◆ DIRECTIONS
Your response should be the complete data, transcribed exactly.

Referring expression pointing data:

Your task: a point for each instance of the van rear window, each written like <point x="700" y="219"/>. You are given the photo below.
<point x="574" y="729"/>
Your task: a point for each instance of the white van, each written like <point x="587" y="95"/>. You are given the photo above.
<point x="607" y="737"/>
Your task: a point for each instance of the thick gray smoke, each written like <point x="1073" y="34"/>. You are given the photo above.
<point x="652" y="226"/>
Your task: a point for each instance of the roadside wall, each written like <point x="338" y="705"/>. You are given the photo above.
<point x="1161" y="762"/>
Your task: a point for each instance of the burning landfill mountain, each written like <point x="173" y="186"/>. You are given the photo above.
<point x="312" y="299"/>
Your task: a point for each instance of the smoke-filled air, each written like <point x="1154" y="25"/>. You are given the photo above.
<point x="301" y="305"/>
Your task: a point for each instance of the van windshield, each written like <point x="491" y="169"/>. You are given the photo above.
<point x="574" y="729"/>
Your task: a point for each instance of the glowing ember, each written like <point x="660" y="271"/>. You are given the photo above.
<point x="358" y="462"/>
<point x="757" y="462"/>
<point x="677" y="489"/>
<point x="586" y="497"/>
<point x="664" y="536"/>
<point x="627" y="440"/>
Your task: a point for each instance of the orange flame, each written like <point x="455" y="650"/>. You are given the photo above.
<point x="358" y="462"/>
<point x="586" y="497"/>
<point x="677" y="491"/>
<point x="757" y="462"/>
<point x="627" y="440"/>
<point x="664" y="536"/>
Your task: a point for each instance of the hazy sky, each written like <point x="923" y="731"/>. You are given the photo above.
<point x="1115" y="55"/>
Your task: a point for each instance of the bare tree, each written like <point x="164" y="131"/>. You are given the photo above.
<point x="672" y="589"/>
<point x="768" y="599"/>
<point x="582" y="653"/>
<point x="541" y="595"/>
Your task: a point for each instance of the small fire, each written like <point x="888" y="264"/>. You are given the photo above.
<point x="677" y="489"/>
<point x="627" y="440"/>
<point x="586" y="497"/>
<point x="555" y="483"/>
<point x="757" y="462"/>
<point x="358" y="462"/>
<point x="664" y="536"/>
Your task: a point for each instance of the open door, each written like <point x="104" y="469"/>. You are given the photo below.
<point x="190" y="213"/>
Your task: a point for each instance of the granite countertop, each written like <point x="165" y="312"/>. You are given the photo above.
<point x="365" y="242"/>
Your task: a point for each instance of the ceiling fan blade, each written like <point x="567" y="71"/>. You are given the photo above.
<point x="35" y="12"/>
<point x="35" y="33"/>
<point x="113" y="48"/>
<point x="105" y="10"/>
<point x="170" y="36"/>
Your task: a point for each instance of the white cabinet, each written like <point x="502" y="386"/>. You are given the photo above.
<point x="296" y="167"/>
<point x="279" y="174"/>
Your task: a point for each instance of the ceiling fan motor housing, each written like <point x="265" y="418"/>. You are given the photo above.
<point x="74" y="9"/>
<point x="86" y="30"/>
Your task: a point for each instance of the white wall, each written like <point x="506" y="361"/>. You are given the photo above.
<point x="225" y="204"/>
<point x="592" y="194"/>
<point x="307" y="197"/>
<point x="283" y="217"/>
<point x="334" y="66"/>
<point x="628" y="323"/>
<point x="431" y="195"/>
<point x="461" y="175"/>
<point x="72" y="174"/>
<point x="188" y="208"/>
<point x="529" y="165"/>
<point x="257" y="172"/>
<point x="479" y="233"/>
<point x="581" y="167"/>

◆ RESPONSE TO THE TASK
Your task: a point for each instance of the van rear window, each written like <point x="700" y="219"/>. You are given the photo below.
<point x="574" y="729"/>
Your task: a point for each instance of the white van, each written like <point x="587" y="95"/>. You are given the photo above.
<point x="607" y="737"/>
Your task: a point for each instance of the thick gray smoke, each written like <point x="1073" y="34"/>. You are given the photo above.
<point x="652" y="226"/>
Your task: a point for each instance of the roadside wall, each written like <point x="338" y="705"/>. You are given the photo above.
<point x="1161" y="762"/>
Your task: a point for each instance of the burning landfill mountain, each written like <point x="173" y="186"/>. You are given the photo above.
<point x="312" y="299"/>
Your task: a point for each instance of the smoke-filled air, each written like <point x="1154" y="25"/>. You are given the photo above.
<point x="301" y="305"/>
Your task: a point for each instance of the van windshield, each written like <point x="491" y="169"/>. You are given the photo above.
<point x="574" y="729"/>
Your task: a point for each instance of the glowing ember, each written like <point x="660" y="271"/>. You are given the photo above.
<point x="358" y="462"/>
<point x="757" y="462"/>
<point x="677" y="489"/>
<point x="586" y="497"/>
<point x="664" y="536"/>
<point x="627" y="440"/>
Your task: a point for each instance of the orange flame, each written like <point x="455" y="650"/>. You are given the photo above.
<point x="358" y="462"/>
<point x="586" y="497"/>
<point x="677" y="491"/>
<point x="757" y="462"/>
<point x="627" y="440"/>
<point x="664" y="536"/>
Your task: a point for each instance of the hazy sky, each written like <point x="923" y="731"/>. You are given the photo above.
<point x="1115" y="55"/>
Your task: a point for each instance of the bare tree, each written like <point x="164" y="131"/>. You are given the photo above.
<point x="672" y="589"/>
<point x="768" y="599"/>
<point x="582" y="653"/>
<point x="541" y="595"/>
Your task: a point for each instance of the small fire, each written like <point x="888" y="264"/>. You are given the photo above.
<point x="677" y="489"/>
<point x="627" y="440"/>
<point x="586" y="497"/>
<point x="555" y="483"/>
<point x="757" y="462"/>
<point x="358" y="462"/>
<point x="664" y="536"/>
Your task: a point for each instance of the open door, each written like <point x="104" y="469"/>. You are given the photo below.
<point x="190" y="213"/>
Your task: a point for each instance of the granite countertop, each written like <point x="165" y="312"/>. You are given the photo above.
<point x="365" y="242"/>
Your task: a point for each instance of the ceiling fan blade, each written like <point x="567" y="71"/>. You are given the photo above.
<point x="35" y="12"/>
<point x="35" y="33"/>
<point x="113" y="48"/>
<point x="105" y="10"/>
<point x="170" y="36"/>
Your task: a point for each instance of the white cabinet, each written like <point x="502" y="386"/>. You are given the photo above.
<point x="296" y="167"/>
<point x="279" y="174"/>
Your task: a point for each instance of the ceiling fan motor housing, each written like <point x="265" y="418"/>. You are given the photo above.
<point x="74" y="9"/>
<point x="86" y="30"/>
Your task: a point for each instance of the white wall, each written like <point x="506" y="361"/>. You are given the photo above.
<point x="225" y="204"/>
<point x="592" y="194"/>
<point x="307" y="197"/>
<point x="283" y="217"/>
<point x="334" y="66"/>
<point x="628" y="323"/>
<point x="431" y="195"/>
<point x="461" y="175"/>
<point x="72" y="174"/>
<point x="188" y="208"/>
<point x="529" y="165"/>
<point x="257" y="172"/>
<point x="479" y="233"/>
<point x="581" y="167"/>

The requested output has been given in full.